▸ **GIVEN PASSAGE**:
[start]

The present invention is directed to overcoming one or more of the problems or disadvantages existing in the electrical connectors of the prior art.

SUMMARY OF THE INVENTION

One aspect of the invention includes an electrical connector that includes a female component having one or more receptacles, a first test receptacle, and a second test receptacle. The electrical connector also includes a male component having one or more terminals configured to engage the one or more receptacles, a first test pin configured to engage the first test receptacle, and a second test pin configured to engage the second test receptacle. The first test receptacle is electrically connected to the second test receptacle, and at least one of the first test pin and the second test pin is shorter in length than the one or more terminals.

A second aspect of the invention includes a method of determining whether components of an electrical connector are engaged. The method includes mating a male component of the electrical connector to a female component of the electrical connector. The male component has one or more terminals configured to engage corresponding receptacles on the female component. The male component also has a first test pin and a second test pin configured to engage corresponding first and second test receptacles on the female component. At least one of the first and second test pins is shorter in length than at least one of the one or more terminals. An electrical condition associated with the first and second test pins may be measured, and, based on the measured electrical condition, a determination may be made of whether the male component is engaged with the female component by at least a threshold amount.

BRIEF DESCRIPTION OF THE DRAWINGS

FIG. 1 is a diagrammatic perspective view of an electrical connector in accordance with an exemplary embodiment of the invention.

FIG. 2 is a diagrammatic, partial cutaway view of an electrical connector in accordance with an exemplary embodiment of the invention.

FIG. 3 is a schematic block-level diagram of a circuit including an electrical connector in accordance with an exemplary embodiment of the invention.

DETAILED DESCRIPTION

FIG. 1 illustrates an exemplary embodiment of an electrical connector 10, which includes a male component 12 and a female component 14. Electrical connector 10 may be configured, for example, to pass electrical signals carried by a cable 16 to a cable 18. Cables 16 and 18 may be any type of electrical elements for carrying electrical signals including, for example, single conductor cables, multi-conductor cables, ribbon cables, coaxial cables, data cables, or any other type of electrical signal-carrying apparatus.

[end]

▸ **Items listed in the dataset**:

[start]

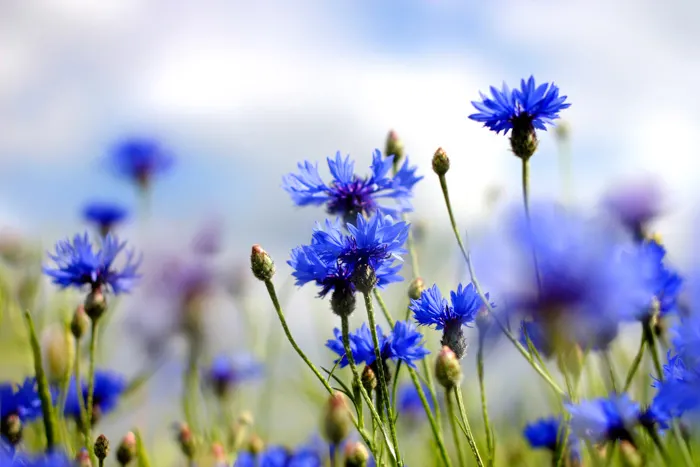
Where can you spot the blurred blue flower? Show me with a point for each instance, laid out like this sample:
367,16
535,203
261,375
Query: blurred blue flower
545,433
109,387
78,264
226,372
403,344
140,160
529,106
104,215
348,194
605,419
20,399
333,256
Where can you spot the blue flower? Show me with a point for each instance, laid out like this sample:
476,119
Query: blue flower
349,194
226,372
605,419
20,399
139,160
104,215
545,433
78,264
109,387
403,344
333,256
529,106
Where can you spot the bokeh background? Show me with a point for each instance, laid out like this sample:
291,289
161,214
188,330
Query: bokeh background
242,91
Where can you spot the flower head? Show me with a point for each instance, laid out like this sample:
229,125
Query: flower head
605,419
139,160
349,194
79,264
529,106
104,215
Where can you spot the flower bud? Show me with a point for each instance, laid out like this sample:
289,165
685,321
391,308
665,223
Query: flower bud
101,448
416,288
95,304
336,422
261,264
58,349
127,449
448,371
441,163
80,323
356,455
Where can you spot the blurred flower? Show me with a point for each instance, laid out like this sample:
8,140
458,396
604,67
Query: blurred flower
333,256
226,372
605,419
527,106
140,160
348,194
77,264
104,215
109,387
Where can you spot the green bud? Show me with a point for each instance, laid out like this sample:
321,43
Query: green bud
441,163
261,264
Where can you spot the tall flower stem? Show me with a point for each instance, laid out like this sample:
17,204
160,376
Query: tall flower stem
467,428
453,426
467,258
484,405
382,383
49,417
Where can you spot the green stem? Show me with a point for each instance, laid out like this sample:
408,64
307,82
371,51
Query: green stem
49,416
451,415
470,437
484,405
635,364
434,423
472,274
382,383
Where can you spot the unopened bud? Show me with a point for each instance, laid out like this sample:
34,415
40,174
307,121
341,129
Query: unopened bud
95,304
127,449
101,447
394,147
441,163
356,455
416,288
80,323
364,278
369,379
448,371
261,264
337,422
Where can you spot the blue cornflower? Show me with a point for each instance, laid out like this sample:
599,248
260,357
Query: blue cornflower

[end]

▸ **COMPLETE THE FOLLOWING**:
[1] Answer these questions about the electrical connector passage:
(a) What is the first test receptacle electrically connected to?
(b) What does FIG. 3 show?
(c) Electrical connector 10 may be configured to pass electrical signals carried by which cable to which cable?
[2] Carry the electrical connector passage forward, starting right after its final sentence.

▸ **ANSWERS TO THE EXERCISE**:
[1]
(a) The second test receptacle.
(b) A schematic block-level diagram of a circuit including an electrical connector in accordance with an exemplary embodiment of the invention.
(c) From cable 16 to cable 18.

[2]
Male component 12 may include one or more terminals 20. In one embodiment, terminals 20 include electrically conductive posts configured to engage corresponding receptacles 22 (FIG. 2) on female component 14. Terminals 20 may be constructed from any appropriate electrically conductive material. Further, while male component 12, as illustrated in FIG. 1, includes 10 terminals 20 (e.g., a 10-pin connector), male component 10 may include any number of terminals 20. The number of terminals 20 may match, for example, the number of conductors included in cable 16.

Male component 12 also includes at least two test pins 24 and 26. Test pins 24 and 26 may be configured to engage corresponding test receptacles 34 and 36 on female connector 14. At least one of test pins 24 and 26 may be shorter in length than at least one of terminals 20.

Female component 14 may include the same number of receptacles 22 as the number of terminals 20 provided on male component 12. Receptacles 22 may be any appropriate structure for establishing electrical contact with terminals 20. In one embodiment, as illustrated in FIG. 2, receptacles 22 each include an elongated, electrically conductive member having a cavity 38. Each cavity 38 may receive a terminal 20 when male component 12 engages female component 14. Each cavity 38 in receptacles 22 may be sized, or fitted with a contact element (not shown), such that terminals 20 contact the walls of cavities 38 to establish electrical contact between receptacles 22 and terminals 20.

Female component 14 also includes at least two test receptacles 34 and 36. Both test receptacles may be similar in configuration to receptacles 22. Thus, like receptacles 22, test receptacles 34 and 36 may include an electrically conductive member having a cavity 38 configured to receive, in the case of test receptacles 34 and 36, one of test pins 24 and 26.

In one exemplary embodiment, test receptacle 34 and test receptacle 36 may be maintained in electrical contact with one another. The electrical contact between test receptacle 34 and test receptacle 36 may be established by conductive element 40, which may be a wire, a solder ball, or any other appropriate conductor of electricity. It should be noted that a direct electrical connection between test receptacle 34 and 36 is not required in all applications. For example, in certain applications, one or more circuit elements (e.g., capacitors, resistors, inductive elements, switches, transistors, etc.) may be disposed in the conductive path between test receptacle 34 and test receptacle 36.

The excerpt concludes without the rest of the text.